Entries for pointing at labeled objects
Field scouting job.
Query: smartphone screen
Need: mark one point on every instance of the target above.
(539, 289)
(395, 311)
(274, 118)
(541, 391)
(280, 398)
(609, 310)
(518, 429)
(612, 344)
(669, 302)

### Given request
Copy all of the entries above line for line, without changing anything.

### Reply
Field scouting job.
Query: smartphone screen
Need: mark one point on every instance of the target above.
(539, 289)
(395, 311)
(274, 118)
(541, 391)
(280, 398)
(609, 310)
(518, 429)
(612, 344)
(669, 302)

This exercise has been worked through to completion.